**Records for the exercise:**
----------------
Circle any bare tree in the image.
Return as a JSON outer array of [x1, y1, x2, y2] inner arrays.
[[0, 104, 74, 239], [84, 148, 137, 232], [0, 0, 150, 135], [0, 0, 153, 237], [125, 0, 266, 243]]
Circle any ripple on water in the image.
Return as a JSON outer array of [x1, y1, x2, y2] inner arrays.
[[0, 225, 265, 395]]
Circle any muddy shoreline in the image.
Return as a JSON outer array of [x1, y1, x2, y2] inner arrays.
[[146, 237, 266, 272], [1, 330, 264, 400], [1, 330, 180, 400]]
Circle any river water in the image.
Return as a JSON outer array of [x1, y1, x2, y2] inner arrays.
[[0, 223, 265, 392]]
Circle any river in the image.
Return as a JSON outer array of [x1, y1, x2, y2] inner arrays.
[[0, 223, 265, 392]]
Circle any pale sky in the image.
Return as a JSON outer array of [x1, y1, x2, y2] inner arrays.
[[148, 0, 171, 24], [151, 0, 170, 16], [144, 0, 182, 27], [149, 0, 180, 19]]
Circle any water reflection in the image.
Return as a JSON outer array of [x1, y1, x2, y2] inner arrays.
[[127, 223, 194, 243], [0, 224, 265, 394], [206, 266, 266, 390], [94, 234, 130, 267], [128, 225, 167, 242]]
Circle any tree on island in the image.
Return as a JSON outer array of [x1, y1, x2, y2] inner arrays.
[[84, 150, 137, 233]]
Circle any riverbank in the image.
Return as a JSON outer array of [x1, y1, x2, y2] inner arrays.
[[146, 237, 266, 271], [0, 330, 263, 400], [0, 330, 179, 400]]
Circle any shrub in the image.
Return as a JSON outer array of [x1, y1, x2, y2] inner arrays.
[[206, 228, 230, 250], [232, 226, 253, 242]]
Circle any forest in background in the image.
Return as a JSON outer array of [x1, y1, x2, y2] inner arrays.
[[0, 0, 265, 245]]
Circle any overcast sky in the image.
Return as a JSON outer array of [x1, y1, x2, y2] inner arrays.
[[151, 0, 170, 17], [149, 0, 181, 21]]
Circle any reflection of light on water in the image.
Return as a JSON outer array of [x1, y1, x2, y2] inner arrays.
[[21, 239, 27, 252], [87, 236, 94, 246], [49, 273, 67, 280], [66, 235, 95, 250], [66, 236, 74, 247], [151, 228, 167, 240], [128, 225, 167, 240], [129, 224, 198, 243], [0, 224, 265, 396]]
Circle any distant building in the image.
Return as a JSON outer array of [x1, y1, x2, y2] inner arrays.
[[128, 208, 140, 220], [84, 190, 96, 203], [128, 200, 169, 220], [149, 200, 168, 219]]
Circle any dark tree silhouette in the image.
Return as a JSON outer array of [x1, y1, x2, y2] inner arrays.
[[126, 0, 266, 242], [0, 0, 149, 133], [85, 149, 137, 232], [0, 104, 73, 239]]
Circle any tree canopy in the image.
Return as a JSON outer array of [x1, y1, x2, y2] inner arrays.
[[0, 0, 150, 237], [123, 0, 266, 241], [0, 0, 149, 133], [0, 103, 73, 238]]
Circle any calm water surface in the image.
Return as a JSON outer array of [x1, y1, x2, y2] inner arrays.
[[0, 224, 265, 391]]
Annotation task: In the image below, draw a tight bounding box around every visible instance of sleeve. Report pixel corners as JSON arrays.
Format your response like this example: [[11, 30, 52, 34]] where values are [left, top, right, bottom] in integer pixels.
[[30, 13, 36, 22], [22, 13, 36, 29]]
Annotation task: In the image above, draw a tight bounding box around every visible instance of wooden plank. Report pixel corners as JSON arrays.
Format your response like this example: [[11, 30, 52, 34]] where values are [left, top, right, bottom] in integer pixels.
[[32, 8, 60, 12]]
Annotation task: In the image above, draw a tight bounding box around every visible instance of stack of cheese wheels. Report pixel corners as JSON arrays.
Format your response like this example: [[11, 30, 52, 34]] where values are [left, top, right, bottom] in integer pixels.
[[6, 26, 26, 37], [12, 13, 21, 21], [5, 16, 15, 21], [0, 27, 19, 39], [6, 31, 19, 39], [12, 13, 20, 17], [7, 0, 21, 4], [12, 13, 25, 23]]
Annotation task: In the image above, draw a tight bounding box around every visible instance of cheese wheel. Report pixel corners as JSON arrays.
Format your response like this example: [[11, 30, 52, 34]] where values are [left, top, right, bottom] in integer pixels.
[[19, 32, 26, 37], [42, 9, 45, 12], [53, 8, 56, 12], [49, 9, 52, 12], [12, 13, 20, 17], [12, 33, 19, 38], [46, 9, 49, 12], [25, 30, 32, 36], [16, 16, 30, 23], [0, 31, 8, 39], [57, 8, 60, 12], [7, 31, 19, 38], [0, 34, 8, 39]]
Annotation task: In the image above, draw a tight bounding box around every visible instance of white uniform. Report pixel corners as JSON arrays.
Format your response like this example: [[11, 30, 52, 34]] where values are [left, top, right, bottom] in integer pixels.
----------------
**What you need to do:** For the listing above, state how many lines hold the string "water", giving the number alone.

**Result of this task:** 5